=== Page text ===
◆ ◆ ◆ ◆ ◆

DEAR ABBY: The other day I asked my husband a question and told him to be honest. If given a choice between giving up wine or giving up sex with me, which would he choose?

You guessed it. He said, “Giving up sex with you.” I think I knew the answer before I asked the question, but hearing it out loud devastated me.

I know every woman wants to be No. 1 in her husband’s life. Am I wrong to feel so heartbroken? — LOST THE BATTLE TO CHARDONNAY

DEAR LOST THE BATTLE: Not at all, particularly if you prefer sex to a full-bodied Cabernet. But now it’s time for a follow-up question: “Why?” If sex with you is less interesting to your mate than his vino, he may have an alcohol problem. Or the problem may lie in your bedroom.

One thing is certain: When you asked your question, you “uncorked” the fact that there’s a serious problem in your marriage. And now you have an opportunity to do something about it.

DEAR ABBY: My wife is constantly passing gas. She does not care where she is or who is around. I have worked in the trucking industry for almost 30 years and never ran across anyone as flatulent as she is.

She is young and attractive, but there is nothing less appealing than feeling “frisky,” getting into bed and hearing the trumpet sound. I have recommended she see a doctor, but she laughs it off and says, “Everyone does it.”

I can’t believe I’m the only one with this problem. I could really use some “sound” advice, Abby. — BLOWN AWAY IN ALLIANCE, OHIO

DEAR BLOWN AWAY: Everyone may do “it,” but perhaps not to the extent that your wife does. There are over-the-counter products that can lessen the problem, which may be related to her diet. However, if her flatulence persists, then I’m recommending you not let your wife “laugh off” the idea of consulting a physician, because her problem could be a symptom of something that needs to be checked out — and that’s no joke.

◆ ◆ ◆ ◆ ◆

=== Dataset records ===

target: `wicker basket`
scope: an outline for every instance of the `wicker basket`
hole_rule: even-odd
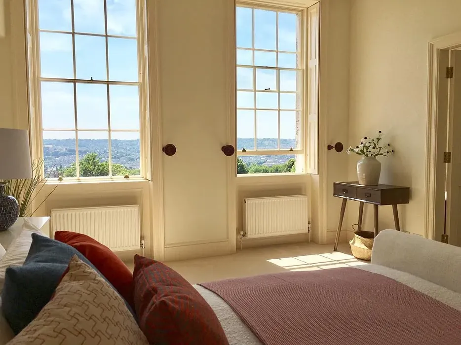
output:
[[[371,250],[375,241],[375,233],[371,231],[356,231],[354,238],[349,241],[352,255],[357,259],[371,260]]]

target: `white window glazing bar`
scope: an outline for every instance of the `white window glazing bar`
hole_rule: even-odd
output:
[[[74,32],[75,30],[75,17],[74,11],[74,0],[71,0],[71,18],[72,25],[72,59],[74,64],[74,79],[77,78],[77,64],[76,63],[75,53],[75,35]],[[77,177],[80,176],[80,163],[78,155],[78,119],[77,115],[77,85],[75,81],[74,84],[74,111],[75,117],[75,171]],[[41,116],[41,114],[40,114]]]
[[[107,0],[104,0],[104,32],[106,34],[106,77],[109,80],[109,38],[107,37]],[[107,144],[109,146],[109,177],[112,177],[112,141],[111,134],[111,97],[109,84],[106,85],[107,92],[107,126],[109,129]]]
[[[69,79],[64,78],[47,78],[40,77],[38,78],[40,81],[59,82],[60,83],[74,83],[84,84],[109,84],[114,85],[135,85],[139,86],[141,83],[139,81],[116,81],[115,80],[98,80],[86,79]]]
[[[70,32],[69,31],[60,31],[59,30],[47,30],[46,29],[40,29],[42,33],[49,33],[50,34],[66,34],[81,35],[82,36],[95,36],[96,37],[108,37],[110,38],[126,38],[127,39],[137,39],[137,37],[134,36],[120,36],[119,35],[104,34],[92,34],[91,33],[78,33]]]

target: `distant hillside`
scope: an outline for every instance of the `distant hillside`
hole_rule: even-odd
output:
[[[127,169],[139,169],[139,140],[113,139],[113,163],[121,164]],[[259,138],[257,142],[258,148],[261,149],[276,149],[277,139],[273,138]],[[280,139],[281,148],[289,149],[295,145],[294,139]],[[75,139],[44,139],[43,156],[45,171],[49,171],[56,165],[58,167],[68,167],[76,161]],[[237,155],[238,151],[245,148],[254,149],[254,140],[252,138],[238,138],[237,139]],[[108,140],[103,139],[79,139],[78,155],[83,157],[90,152],[96,152],[102,161],[109,159]],[[284,163],[294,156],[245,156],[242,160],[249,165],[257,165],[271,166]]]

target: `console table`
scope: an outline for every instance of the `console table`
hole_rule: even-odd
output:
[[[338,248],[338,242],[341,233],[344,212],[346,211],[347,200],[354,200],[360,203],[358,211],[358,230],[362,228],[362,218],[363,215],[364,203],[373,205],[375,219],[375,236],[379,232],[379,212],[378,207],[392,205],[394,212],[394,222],[395,230],[400,231],[399,223],[398,205],[410,203],[410,188],[408,187],[390,186],[379,184],[377,186],[364,186],[357,182],[335,182],[333,183],[333,196],[343,199],[341,213],[340,215],[336,240],[335,241],[335,251]]]

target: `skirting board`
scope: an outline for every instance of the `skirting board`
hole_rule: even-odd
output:
[[[339,243],[346,243],[349,240],[352,240],[353,237],[354,233],[349,230],[341,230],[341,234],[340,235]],[[324,244],[334,244],[335,240],[336,239],[336,232],[329,231],[327,232],[326,241]]]
[[[165,248],[164,261],[177,261],[188,259],[226,255],[235,252],[235,248],[230,248],[228,241],[177,247],[166,247]]]
[[[282,236],[269,236],[260,239],[243,238],[243,248],[252,248],[253,247],[263,247],[274,244],[282,244],[289,243],[299,243],[300,242],[309,242],[308,234],[295,234],[294,235],[285,235]],[[237,249],[240,250],[240,235],[237,235]]]

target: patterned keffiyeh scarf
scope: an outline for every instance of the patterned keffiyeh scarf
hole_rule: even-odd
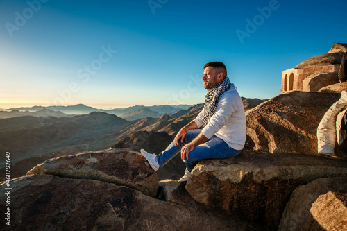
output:
[[[234,84],[230,83],[228,77],[226,77],[223,82],[214,85],[213,87],[208,89],[208,93],[205,96],[205,105],[203,106],[204,113],[203,117],[203,125],[205,127],[208,124],[210,118],[216,112],[219,98],[229,88],[235,88]]]

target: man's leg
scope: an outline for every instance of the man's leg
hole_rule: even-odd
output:
[[[230,148],[223,139],[214,135],[206,142],[200,144],[189,153],[185,164],[189,172],[193,170],[199,160],[231,157],[238,155],[241,150]]]
[[[201,129],[193,129],[187,131],[183,143],[180,139],[178,146],[175,146],[174,142],[172,142],[167,149],[155,156],[155,160],[158,162],[160,166],[165,165],[166,163],[180,153],[180,148],[183,146],[192,141],[201,132]]]

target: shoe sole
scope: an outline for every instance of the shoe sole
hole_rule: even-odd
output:
[[[159,168],[156,168],[155,166],[153,166],[152,164],[152,162],[151,162],[150,160],[149,160],[149,158],[147,157],[147,156],[146,155],[146,154],[144,154],[142,153],[142,152],[141,152],[141,154],[142,154],[142,156],[146,159],[147,160],[147,162],[149,162],[149,165],[151,166],[151,167],[155,171],[157,171],[158,169]]]

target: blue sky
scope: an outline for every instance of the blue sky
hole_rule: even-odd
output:
[[[2,0],[0,108],[199,103],[202,67],[215,60],[241,96],[272,98],[282,71],[347,42],[346,10],[342,0]]]

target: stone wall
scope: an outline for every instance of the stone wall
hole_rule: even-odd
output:
[[[304,68],[291,68],[283,71],[282,72],[281,94],[290,91],[313,92],[307,89],[310,87],[303,86],[303,83],[304,83],[306,78],[316,74],[337,73],[339,69],[340,65],[337,64],[316,65]],[[339,83],[337,77],[336,80],[336,83]]]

◆ ◆ ◆ ◆ ◆

=== What is required ===
Return the advice column above word for word, from its first line through its last.

=== Task solution ===
DEAR ABBY: The other day I asked my husband a question and told him to be honest. If given a choice between giving up wine or giving up sex with me, which would he choose?

You guessed it. He said, “Giving up sex with you.” I think I knew the answer before I asked the question, but hearing it out loud devastated me.

I know every woman wants to be No. 1 in her husband’s life. Am I wrong to feel so heartbroken? — LOST THE BATTLE TO CHARDONNAY

DEAR LOST THE BATTLE: Not at all, particularly if you prefer sex to a full-bodied Cabernet. But now it’s time for a follow-up question: “Why?” If sex with you is less interesting to your mate than his vino, he may have an alcohol problem. Or the problem may lie in your bedroom.

One thing is certain: When you asked your question, you “uncorked” the fact that there’s a serious problem in your marriage. And now you have an opportunity to do something about it.

DEAR ABBY: My wife is constantly passing gas. She does not care where she is or who is around. I have worked in the trucking industry for almost 30 years and never ran across anyone as flatulent as she is.

She is young and attractive, but there is nothing less appealing than feeling “frisky,” getting into bed and hearing the trumpet sound. I have recommended she see a doctor, but she laughs it off and says, “Everyone does it.”

I can’t believe I’m the only one with this problem. I could really use some “sound” advice, Abby. — BLOWN AWAY IN ALLIANCE, OHIO

DEAR BLOWN AWAY: Everyone may do “it,” but perhaps not to the extent that your wife does. There are over-the-counter products that can lessen the problem, which may be related to her diet. However, if her flatulence persists, then I’m recommending you not let your wife “laugh off” the idea of consulting a physician, because her problem could be a symptom of something that needs to be checked out — and that’s no joke.